YOUR INSTRUCTIONS> Reproduce the material below verbatim, from its first line through the line containing "pixel 573 287", with both of those lines included. Stop at that line.

DATA TO PROCESS>
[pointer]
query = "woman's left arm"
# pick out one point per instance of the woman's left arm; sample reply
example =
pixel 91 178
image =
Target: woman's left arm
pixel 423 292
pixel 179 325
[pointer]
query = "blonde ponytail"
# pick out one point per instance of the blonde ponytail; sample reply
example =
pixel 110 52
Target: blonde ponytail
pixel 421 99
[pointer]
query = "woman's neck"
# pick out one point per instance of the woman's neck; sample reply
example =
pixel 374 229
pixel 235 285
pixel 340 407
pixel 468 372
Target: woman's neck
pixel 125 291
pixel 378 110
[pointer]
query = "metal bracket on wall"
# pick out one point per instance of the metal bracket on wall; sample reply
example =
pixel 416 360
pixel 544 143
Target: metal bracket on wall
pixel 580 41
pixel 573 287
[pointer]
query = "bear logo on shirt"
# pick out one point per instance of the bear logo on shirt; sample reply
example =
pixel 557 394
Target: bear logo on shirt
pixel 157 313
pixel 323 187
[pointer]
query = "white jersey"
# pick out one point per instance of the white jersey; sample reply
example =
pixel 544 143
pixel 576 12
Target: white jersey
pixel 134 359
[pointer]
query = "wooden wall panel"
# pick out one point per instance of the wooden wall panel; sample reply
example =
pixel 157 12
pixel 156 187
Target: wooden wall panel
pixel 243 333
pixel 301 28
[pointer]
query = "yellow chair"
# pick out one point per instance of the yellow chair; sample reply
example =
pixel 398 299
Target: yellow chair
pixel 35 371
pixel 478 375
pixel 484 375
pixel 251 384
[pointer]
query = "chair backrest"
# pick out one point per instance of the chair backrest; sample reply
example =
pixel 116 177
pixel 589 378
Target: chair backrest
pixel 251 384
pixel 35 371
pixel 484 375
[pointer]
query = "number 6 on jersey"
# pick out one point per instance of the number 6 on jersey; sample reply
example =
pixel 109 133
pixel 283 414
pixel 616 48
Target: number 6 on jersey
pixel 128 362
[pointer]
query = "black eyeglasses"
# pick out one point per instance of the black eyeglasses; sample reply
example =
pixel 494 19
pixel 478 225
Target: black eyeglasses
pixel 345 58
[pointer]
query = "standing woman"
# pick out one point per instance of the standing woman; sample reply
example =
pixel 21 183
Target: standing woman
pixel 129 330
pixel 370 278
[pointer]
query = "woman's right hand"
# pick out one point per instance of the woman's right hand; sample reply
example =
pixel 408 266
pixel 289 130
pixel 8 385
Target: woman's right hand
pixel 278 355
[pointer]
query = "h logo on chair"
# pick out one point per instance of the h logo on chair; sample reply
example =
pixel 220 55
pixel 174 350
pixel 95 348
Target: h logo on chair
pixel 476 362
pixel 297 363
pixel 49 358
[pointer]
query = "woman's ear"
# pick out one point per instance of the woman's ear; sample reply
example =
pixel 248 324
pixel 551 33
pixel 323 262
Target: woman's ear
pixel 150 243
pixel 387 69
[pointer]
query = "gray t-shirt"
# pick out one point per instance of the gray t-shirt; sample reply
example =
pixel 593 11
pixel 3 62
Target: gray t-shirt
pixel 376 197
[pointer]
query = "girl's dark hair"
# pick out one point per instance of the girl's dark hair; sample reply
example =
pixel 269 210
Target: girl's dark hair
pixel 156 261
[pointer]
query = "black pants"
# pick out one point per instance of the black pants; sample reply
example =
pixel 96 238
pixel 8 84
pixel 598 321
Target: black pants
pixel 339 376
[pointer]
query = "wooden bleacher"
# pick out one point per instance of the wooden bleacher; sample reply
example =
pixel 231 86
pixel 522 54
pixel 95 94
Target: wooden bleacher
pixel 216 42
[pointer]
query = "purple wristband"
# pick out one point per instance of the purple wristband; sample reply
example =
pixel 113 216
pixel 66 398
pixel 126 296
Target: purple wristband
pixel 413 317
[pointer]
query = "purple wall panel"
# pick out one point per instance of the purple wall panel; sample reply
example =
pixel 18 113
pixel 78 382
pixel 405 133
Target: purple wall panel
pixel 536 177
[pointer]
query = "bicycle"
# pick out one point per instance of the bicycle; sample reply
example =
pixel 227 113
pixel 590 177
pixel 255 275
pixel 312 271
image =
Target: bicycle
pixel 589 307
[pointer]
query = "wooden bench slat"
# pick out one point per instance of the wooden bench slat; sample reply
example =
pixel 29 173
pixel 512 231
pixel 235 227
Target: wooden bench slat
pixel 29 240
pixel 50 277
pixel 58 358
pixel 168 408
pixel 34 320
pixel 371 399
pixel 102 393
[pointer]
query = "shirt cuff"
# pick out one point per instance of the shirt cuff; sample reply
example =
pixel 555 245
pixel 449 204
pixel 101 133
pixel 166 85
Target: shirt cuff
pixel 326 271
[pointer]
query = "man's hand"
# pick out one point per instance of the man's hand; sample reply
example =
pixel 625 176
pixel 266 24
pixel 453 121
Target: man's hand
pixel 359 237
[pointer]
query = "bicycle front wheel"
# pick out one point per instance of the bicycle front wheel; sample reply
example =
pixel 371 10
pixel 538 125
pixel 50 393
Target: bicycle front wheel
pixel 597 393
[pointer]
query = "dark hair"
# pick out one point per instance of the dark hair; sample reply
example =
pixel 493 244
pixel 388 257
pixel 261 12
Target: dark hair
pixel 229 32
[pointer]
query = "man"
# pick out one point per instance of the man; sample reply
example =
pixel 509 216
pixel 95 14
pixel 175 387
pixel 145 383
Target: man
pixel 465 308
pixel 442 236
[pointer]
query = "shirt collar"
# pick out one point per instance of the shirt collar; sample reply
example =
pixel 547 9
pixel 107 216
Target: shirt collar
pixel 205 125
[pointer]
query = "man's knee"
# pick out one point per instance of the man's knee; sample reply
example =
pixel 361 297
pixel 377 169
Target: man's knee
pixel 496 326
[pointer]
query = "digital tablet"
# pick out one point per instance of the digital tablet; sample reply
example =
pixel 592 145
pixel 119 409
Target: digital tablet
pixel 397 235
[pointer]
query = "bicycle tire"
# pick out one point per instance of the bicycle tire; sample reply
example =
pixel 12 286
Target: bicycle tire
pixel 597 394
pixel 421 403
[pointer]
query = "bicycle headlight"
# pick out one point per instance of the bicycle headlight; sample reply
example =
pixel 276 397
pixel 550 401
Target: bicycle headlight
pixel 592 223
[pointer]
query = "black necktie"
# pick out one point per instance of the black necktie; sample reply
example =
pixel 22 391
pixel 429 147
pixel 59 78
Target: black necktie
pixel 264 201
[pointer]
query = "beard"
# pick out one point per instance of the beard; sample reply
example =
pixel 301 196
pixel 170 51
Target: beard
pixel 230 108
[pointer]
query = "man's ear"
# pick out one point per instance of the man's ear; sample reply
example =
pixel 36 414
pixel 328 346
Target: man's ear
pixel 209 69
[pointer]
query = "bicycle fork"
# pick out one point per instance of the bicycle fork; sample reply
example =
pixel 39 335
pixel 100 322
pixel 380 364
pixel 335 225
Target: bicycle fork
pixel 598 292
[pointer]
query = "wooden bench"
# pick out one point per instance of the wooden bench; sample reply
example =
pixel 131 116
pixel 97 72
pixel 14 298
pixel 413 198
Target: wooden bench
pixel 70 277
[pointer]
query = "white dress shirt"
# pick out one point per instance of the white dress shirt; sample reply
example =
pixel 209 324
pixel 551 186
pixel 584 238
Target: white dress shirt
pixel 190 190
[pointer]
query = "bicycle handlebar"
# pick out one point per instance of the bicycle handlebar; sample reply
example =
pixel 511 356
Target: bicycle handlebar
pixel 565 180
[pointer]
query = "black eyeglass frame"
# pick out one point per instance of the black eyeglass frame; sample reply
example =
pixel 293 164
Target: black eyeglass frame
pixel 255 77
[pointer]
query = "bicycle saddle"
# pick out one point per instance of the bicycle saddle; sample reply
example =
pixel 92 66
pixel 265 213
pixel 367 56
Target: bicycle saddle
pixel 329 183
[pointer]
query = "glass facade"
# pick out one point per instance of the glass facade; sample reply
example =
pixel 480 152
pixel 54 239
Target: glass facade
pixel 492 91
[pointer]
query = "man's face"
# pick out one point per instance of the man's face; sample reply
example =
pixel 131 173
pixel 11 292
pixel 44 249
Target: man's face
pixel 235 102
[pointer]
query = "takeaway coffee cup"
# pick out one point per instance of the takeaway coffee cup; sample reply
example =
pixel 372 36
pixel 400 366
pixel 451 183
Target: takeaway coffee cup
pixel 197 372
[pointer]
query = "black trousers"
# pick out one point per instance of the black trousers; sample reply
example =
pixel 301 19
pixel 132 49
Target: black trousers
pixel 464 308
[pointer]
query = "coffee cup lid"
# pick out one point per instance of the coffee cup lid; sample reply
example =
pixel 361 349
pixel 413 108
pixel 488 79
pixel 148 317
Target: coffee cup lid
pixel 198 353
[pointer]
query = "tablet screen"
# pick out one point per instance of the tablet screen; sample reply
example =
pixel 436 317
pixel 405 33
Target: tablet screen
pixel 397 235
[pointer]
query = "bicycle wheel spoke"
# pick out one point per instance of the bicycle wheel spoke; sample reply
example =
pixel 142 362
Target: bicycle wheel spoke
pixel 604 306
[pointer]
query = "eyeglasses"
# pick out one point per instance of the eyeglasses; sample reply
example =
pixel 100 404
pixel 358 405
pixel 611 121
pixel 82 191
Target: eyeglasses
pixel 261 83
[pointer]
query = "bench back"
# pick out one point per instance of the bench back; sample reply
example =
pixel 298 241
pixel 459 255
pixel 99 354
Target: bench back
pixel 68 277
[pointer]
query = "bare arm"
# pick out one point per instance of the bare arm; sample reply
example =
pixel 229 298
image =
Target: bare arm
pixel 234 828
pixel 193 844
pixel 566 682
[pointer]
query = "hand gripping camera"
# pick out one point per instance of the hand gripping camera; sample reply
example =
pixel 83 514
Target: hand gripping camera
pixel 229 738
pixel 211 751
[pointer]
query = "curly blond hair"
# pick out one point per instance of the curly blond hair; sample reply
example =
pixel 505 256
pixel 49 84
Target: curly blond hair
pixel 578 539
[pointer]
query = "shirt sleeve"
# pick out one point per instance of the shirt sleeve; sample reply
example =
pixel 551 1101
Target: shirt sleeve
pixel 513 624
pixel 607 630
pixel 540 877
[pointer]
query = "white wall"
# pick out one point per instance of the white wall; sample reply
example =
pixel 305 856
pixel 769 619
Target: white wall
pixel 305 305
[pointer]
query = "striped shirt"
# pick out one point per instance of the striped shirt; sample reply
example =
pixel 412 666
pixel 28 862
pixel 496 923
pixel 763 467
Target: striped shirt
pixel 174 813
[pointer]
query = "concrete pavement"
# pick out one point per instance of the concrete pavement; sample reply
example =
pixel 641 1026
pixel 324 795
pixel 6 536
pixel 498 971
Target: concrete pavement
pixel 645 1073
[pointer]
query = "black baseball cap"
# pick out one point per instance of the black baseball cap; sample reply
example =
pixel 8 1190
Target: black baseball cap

EXERCISE RESPONSE>
[pointer]
query = "woman's left arm"
# pick out one point per instance of the woman's left arm; sample reply
example =
pixel 91 178
image =
Target: woman's left arm
pixel 423 292
pixel 179 325
[pointer]
query = "blonde ponytail"
# pick out one point per instance of the blonde ponytail; sample reply
example =
pixel 110 52
Target: blonde ponytail
pixel 421 99
[pointer]
query = "woman's neck"
# pick out one point per instance of the woman's neck; sample reply
example =
pixel 374 229
pixel 235 285
pixel 340 407
pixel 468 372
Target: woman's neck
pixel 125 291
pixel 378 110
[pointer]
query = "metal bracket on wall"
# pick out one point per instance of the metal bracket on wall; sample reply
example =
pixel 416 360
pixel 544 143
Target: metal bracket on wall
pixel 580 41
pixel 573 287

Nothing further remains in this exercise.